# Florida



## Feemania618

My wife and I are off the last week of the year.  We'd like to go down to Florida, anywhere really, for a few days.  I heard that it is prime season there during this time but if anyone has anything left over I'd like hear about it.  Thanks.


----------



## vacationhopeful

Have a studio at Wyndham Sea Gardens for 4 night starting Dec 1st. 

$325.

This size studio most likely is on the beach side of A1A ... leave the patio door open and listen to the surf hitting the sand. Smell the salt water. 

PM if interested.


----------



## Feemania618

*Thanks everybody*

Thanks everybody for sending me offers.  Since our situation is becoming clearer let me state our preferences.  We need a 2BR in the Orlando area or very nearby in order to visit family in Tampa during our stay.  Our optimal start date is Dec. 26th.  Again thanks to everyone who responded. My apologies for not being clearer.


----------



## rapmarks

have you checked into Inn at Little Harbor in Ruskin, it is closer to Tampa


----------



## Feemania618

I want to visit my family....Not be around them....lol


----------



## ronandjoan

Not much available Christmas week - but there was just 2 weeks ago!  from Platinum Interchange for just $149/week

right now they have the following rentals available at Magic Tree - (a resort we really like, see our review) but Christmas week is gone

but you can't beat these prices

see their RENTALS: Hot Weeks

12/06/15	12/13/15	2BD/6	$149.00


12/12/15	12/19/15	2BD/6	$149.00

they do have Christmas week unit but only a 1 BD


Are you an RCI member?

## [Stored rows]
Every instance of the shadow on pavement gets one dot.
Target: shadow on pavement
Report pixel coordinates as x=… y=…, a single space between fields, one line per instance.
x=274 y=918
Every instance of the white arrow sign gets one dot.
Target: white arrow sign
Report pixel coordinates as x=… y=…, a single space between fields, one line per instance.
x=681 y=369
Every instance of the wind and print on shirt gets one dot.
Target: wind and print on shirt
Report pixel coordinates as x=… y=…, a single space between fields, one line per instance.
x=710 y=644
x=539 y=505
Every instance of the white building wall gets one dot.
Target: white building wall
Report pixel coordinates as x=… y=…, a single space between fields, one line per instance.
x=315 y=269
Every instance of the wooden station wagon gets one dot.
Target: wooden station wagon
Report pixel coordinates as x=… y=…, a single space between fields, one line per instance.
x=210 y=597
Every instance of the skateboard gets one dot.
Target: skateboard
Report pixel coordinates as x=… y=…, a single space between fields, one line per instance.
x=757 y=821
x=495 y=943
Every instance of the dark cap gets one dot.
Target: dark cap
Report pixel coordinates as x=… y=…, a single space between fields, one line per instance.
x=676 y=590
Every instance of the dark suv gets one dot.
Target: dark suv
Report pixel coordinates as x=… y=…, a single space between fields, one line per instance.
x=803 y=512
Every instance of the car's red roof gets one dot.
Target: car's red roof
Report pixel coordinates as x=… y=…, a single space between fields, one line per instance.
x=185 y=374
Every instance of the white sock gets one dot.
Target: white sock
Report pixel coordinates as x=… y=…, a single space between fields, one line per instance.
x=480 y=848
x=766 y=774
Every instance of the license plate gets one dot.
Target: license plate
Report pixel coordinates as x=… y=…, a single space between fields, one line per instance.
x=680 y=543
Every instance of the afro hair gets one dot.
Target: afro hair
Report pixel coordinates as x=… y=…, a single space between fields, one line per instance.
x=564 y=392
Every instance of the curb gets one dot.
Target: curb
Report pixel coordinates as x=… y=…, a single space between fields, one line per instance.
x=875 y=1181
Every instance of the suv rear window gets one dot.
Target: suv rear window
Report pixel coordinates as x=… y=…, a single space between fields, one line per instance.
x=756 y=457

## [What to work on]
A. In the rows, turn everything from the line containing "Every instance of the white arrow" down to the line containing "x=539 y=505", both included, into a numbered list, omitting blank lines.
B. Carry on the forum thread about finding a Florida rental for the last week of the year from the point where it stops.

## [Answers for the exercise]
A.
1. Every instance of the white arrow sign gets one dot.
2. Target: white arrow sign
3. Report pixel coordinates as x=… y=…, a single space between fields, one line per instance.
4. x=681 y=369
5. Every instance of the wind and print on shirt gets one dot.
6. Target: wind and print on shirt
7. Report pixel coordinates as x=… y=…, a single space between fields, one line per instance.
8. x=710 y=644
9. x=539 y=505

B.
this is the latest 2 BD I could find in December
Westgate Vacation Villas (#089
							6 

2 Bedrooms	8 (6)	Full	Fri 18-Dec-2015	Fri 25-Dec-2015	Exchange Fee - OR - USD 485.99


----------



## Feemania618

Thanks ronandjoan.  No we are not members.


----------



## Lucy744

I have a 2 bed unit available in the beautiful Orange Lake Resort in Kissimmee! Email me for more details - Lucy.tardrew@mac.com


----------



## silentg

Feemania618 said:


> I want to visit my family....Not be around them....lol



Did you find a place?


----------



## Feemania618

No, not yet.


----------



## Feemania618

Still looking.  Dec. 25-30 is the preferred target.


----------



## am1

I have Ocean Walk, Star Island and Royal Vista.   

Please let me know if any of these interest you.


----------



## pedro47

Feemania618 said:


> Thanks ronandjoan.  No we are not members.



Do you belong to II? They have Getaway Specials; Check Heroes Vacation Club for Families (they are an arm of RCI) and Gov.Arm.com.


----------



## travelplanner75

Have you found anything yet?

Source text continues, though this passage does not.